**Ação pedida A**: Indique as cidades onde ficam os quartos mencionados no texto sobre o livro da Leibovitz.
**Ação pedida B**: Escreva o que vem a seguir no texto sobre o livro da Leibovitz, a partir da última frase.

**Excerto da fonte**:
Hoje na FNAC entretive-me a folhear o livro da vida da Leibovitz,  fotografias de uma vida, a vida das fotografias, imensas e absolutas as imagens de Sontag, sem as palavras é visível, sólido tanto quanto as formas, o poder do amor que as unia. O amor que transborda mesmo quando a modelo nos olha com a dor imensa da doença, no abandono aos cuidados de uma enfermeira, vulnerável mas  humana, piedosamente humana, bela. Bela por amada, benditos e eternos são os amantes!  Esse amor que passeia nos lugares mais íntimos, os quartos em Berlim, Veneza, Londres, os objectos, as conchas, os papéis, o tacto das coisas usadas, as manchas na pele, os hotéis, os lençóis. O fulgor de uma cama desmanchada,  a curva da carne, os pelos púbicos de um sexo quente, a história de um corpo progressivamente castigado e devassado mas continuamente descoberto a cada instantâneo da máquina. Um corpo vibrante, um corpo possuído e impossuído. Gesto desesperado de querer guardar, querer manter, o que a doença vai progressivamente separando, afastando.  De repente uma fotografia de um cadáver.  Um velório de uma idosa da aldeia, possivelmente. Procuro a legenda, nada. Era uma fotografia larga, a ocupar duas páginas de um livro grande. Qualquer coisa naquela imobilidade mumificada era alarmante e incompreensível. O cabelo cortado curto, branco, uma teia apertada e seca de texturas rígidas, já não um corpo mas um tronco, uma árvore antiga que expunha as suas raízes. A compreensão trouxe-me o choque. Era o cadáver de Sontag mas não era a mesma mulher. Uma desconhecida, uma estranha num estranho ritual de imobilidade. A morte é mesmo incompreensível, um salto, nem isso, não é na vida que existe.

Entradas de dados
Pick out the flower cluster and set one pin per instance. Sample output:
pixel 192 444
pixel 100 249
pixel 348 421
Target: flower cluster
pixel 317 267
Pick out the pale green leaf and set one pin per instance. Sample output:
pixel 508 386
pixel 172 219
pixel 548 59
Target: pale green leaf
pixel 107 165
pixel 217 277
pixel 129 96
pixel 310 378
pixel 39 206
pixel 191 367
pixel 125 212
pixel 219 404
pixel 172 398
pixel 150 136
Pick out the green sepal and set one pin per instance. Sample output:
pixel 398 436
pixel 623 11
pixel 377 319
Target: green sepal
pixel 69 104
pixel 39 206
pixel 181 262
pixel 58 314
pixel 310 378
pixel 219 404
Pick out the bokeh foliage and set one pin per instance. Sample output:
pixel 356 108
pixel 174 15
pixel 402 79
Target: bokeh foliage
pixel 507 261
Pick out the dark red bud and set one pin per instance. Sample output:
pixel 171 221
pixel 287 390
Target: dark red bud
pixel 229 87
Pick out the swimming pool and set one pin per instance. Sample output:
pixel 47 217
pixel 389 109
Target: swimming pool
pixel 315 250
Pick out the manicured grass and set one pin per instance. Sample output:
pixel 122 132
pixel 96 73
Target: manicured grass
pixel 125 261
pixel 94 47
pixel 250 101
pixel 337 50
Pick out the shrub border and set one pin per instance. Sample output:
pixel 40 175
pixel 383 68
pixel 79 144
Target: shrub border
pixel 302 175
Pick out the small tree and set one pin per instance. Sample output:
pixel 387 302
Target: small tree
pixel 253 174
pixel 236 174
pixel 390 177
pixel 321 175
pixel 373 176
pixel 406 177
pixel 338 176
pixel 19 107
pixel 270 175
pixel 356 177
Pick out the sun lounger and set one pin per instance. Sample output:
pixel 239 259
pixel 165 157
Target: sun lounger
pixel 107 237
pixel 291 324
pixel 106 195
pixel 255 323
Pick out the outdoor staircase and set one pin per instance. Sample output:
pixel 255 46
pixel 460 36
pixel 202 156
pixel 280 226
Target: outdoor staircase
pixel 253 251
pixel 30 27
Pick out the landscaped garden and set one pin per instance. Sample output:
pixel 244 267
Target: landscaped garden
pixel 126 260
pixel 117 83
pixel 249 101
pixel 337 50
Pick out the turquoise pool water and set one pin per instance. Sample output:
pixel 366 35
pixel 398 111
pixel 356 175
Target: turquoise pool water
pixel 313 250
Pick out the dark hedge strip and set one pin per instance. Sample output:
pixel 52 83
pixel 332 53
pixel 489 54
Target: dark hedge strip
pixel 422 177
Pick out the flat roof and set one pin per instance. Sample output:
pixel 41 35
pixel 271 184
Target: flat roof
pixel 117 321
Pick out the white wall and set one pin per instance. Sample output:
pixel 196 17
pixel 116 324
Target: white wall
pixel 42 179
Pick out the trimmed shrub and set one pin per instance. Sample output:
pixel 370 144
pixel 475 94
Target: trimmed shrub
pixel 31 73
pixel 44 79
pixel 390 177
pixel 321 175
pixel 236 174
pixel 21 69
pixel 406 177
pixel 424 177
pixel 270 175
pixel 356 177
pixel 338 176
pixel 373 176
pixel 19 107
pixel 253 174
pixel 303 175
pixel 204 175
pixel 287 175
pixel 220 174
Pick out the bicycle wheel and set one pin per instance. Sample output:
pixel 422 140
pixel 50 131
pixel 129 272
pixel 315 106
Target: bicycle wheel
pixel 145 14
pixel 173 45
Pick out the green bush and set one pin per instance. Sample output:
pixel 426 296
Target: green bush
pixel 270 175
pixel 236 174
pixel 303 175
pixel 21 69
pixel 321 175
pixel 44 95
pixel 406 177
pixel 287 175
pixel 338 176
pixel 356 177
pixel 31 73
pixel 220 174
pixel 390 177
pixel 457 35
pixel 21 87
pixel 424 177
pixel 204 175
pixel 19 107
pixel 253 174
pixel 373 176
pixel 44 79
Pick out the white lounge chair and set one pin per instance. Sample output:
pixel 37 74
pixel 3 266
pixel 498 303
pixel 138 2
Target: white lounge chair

**Resposta escrita A**: Berlim, Veneza, Londres.

**Resposta escrita B**:
quinta-feira, 12 de setembro de 2013

O Gosto do Saké

Antes de ser cinéfila sou comedida de gastos, tenho exagerado na costela judia, não sou sovina porque o prazer não tem preço mas prefiro mesmo que não tenha preço porque de graça é prazer dobrado. Contas feitas entre deve e haver pagar 6.5 euros por um filme de 52,  já exibido na Cinemateca ainda para mais enganada, já que pelas contas do Público deveria nesse dia passar  "A Viagem a Tóquio", torna-se interlúdio demasiado pesado para uma noite de verão a estrebuchar. Pus-me a amaldiçoar o Paulo Branco e as suas negociatas com os objectos preciosos da cultura, sobrou para o rapazelho franzino que se desculpava do Cinecartaz estar equivocado, e eu tenho culpa do Cinecartaz estar equivocado?? Um cinema de reprise em qualquer parte do mundo não tem estes preços, resmunguei e gritei. Depois sentei a ver o Ozu, havia matéria brilhante no celofane e esqueci rapidamente os euros. A noite estava amena e cinema é sempre cinema, puro e duro,não desmereceu, continuo a adorar a forma como o tipo põe a câmara, a fotografia é sublime. No carro vim a ouvir os ABBA deleitada com os Kimonos e os impecáveis fatos dos homens.

quarta-feira, 4 de setembro de 2013

Eça, para sempre.



O Eça na Relíquia zurze selvaticamente na sebosa parafernália da igreja e nos seus mecanismos de manipulação e auto-convencimento, chama-lhes rançosa trupe de cruzes, incensos, santinhos e rezas. De forma assaz mordaz acrescenta, a propósito do culto da vida dos santinhos e das peregrinações aos locais sagrados: "Conheço bem os sítios onde habitou esse outro intermediário divino, cheio de enternecimento e de sonhos, a quem chamamos Jesus Nosso Senhor - e só neles achei brutalidade, secura, sordidez, solidão e entulho." A tendência anticlerical produz a melhor literatura, isso, por si, chegaria para nos fazer pensar.